> DATA
# # # #

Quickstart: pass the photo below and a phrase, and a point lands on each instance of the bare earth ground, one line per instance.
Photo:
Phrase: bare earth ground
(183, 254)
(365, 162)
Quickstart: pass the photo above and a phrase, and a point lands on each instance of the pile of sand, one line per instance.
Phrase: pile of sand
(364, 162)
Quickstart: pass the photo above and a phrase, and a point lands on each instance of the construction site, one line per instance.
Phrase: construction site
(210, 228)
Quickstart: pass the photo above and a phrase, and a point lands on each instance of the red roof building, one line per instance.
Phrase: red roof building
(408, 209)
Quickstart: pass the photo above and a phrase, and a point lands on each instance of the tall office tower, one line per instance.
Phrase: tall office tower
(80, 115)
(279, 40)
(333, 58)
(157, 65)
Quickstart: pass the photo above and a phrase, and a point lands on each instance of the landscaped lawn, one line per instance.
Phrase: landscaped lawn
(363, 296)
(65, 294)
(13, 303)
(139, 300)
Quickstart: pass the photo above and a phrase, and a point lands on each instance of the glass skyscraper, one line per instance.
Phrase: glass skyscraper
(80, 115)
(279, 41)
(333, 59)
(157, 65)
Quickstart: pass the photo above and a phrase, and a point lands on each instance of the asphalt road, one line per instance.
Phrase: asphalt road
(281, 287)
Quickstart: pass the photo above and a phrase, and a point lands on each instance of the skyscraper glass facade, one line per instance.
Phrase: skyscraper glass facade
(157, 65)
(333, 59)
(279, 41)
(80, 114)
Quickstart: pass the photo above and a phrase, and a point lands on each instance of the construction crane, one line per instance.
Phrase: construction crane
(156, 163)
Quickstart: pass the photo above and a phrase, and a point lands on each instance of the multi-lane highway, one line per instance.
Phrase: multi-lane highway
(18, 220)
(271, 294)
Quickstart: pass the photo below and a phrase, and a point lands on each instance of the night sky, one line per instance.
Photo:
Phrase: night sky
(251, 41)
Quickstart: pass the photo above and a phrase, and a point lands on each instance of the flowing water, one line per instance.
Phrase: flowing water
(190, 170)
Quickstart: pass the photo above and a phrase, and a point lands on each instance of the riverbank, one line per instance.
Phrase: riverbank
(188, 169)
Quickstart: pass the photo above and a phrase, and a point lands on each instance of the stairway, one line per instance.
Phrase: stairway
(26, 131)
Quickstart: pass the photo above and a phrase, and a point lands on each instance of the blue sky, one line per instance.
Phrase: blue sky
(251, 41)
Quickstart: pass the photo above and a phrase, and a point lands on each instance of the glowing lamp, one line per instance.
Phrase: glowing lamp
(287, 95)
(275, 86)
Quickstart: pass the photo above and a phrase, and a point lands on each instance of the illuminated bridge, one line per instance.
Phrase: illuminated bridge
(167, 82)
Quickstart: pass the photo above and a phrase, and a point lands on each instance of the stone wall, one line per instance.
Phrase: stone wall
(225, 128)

# # # #

> YOUR GOAL
Please rewrite the whole listing above as a JSON list of strings, with one string for each line and blank lines left out.

> WORKED SOLUTION
[
  "Quickstart: pass the photo below and a phrase, and a point lands on each instance of the bare earth ground, one line per instance.",
  "Photo:",
  "Phrase: bare earth ground",
  "(183, 254)",
  "(365, 162)",
  "Quickstart: pass the photo above and a phrase, and a point lands on each instance of the pile of sand, one line per instance.",
  "Phrase: pile of sand",
  "(364, 162)",
  "Quickstart: pass the photo above and a phrase, and a point lands on each instance of the construction site, one line per instance.",
  "Phrase: construction site",
  "(210, 228)",
  "Quickstart: pass the photo above and a phrase, and a point lands on each instance of the red roof building, one line per instance.",
  "Phrase: red roof building",
  "(408, 209)",
  "Quickstart: pass the photo above and a phrase, and a point lands on each instance of the tall office tower, one line per instance.",
  "Phrase: tall office tower",
  "(80, 115)",
  "(279, 40)",
  "(333, 58)",
  "(157, 65)",
  "Quickstart: pass the photo above and a phrase, and a point lands on each instance of the landscaped lawn, one line per instance.",
  "Phrase: landscaped lawn",
  "(363, 296)",
  "(65, 294)",
  "(13, 303)",
  "(139, 300)",
  "Quickstart: pass the photo above and a phrase, and a point lands on each instance of the glass skyscraper, one line per instance.",
  "Phrase: glass skyscraper",
  "(80, 115)",
  "(279, 41)",
  "(333, 59)",
  "(157, 65)",
  "Quickstart: pass the photo above and a phrase, and a point lands on each instance of the asphalt road, one line per instance.",
  "Phrase: asphalt road",
  "(281, 287)",
  "Quickstart: pass the photo above and a phrase, and a point lands on each instance of the skyscraper glass facade, one line per instance.",
  "Phrase: skyscraper glass facade",
  "(157, 65)",
  "(333, 59)",
  "(279, 41)",
  "(80, 114)",
  "Quickstart: pass the photo above and a phrase, and a point lands on each instance of the construction crane, one line per instance.",
  "Phrase: construction crane",
  "(156, 163)",
  "Quickstart: pass the photo above and a phrase, and a point lands on each instance of the multi-lane highway, one line per instance.",
  "Phrase: multi-lane highway",
  "(18, 220)",
  "(271, 294)",
  "Quickstart: pass the photo below and a phrase, and a point lands on each instance of the night sky, one line per instance.",
  "Photo:",
  "Phrase: night sky",
  "(251, 41)",
  "Quickstart: pass the photo above and a phrase, and a point lands on each instance of the flowing water, one line per instance.",
  "Phrase: flowing water",
  "(190, 170)",
  "Quickstart: pass the photo above and a phrase, and a point lands on each instance of the riverbank, one line per instance.",
  "Phrase: riverbank",
  "(188, 169)",
  "Quickstart: pass the photo above and a phrase, and a point lands on each instance of the stairway, one line per instance.",
  "Phrase: stairway",
  "(26, 131)",
  "Quickstart: pass the photo above and a phrase, and a point lands on each instance of the blue sky, one line per instance.",
  "Phrase: blue sky",
  "(251, 41)",
  "Quickstart: pass the photo above and a phrase, and a point lands on each instance of the glowing lamp, one line per instance.",
  "Phrase: glowing lamp",
  "(287, 95)",
  "(275, 86)",
  "Quickstart: pass the photo above and a phrase, and a point lands on each instance of the illuminated bridge, one line per instance.",
  "Phrase: illuminated bridge",
  "(167, 82)",
  "Quickstart: pass the photo above and a phrase, and a point lands on each instance of the stone wall, one line per instance.",
  "Phrase: stone wall",
  "(225, 128)"
]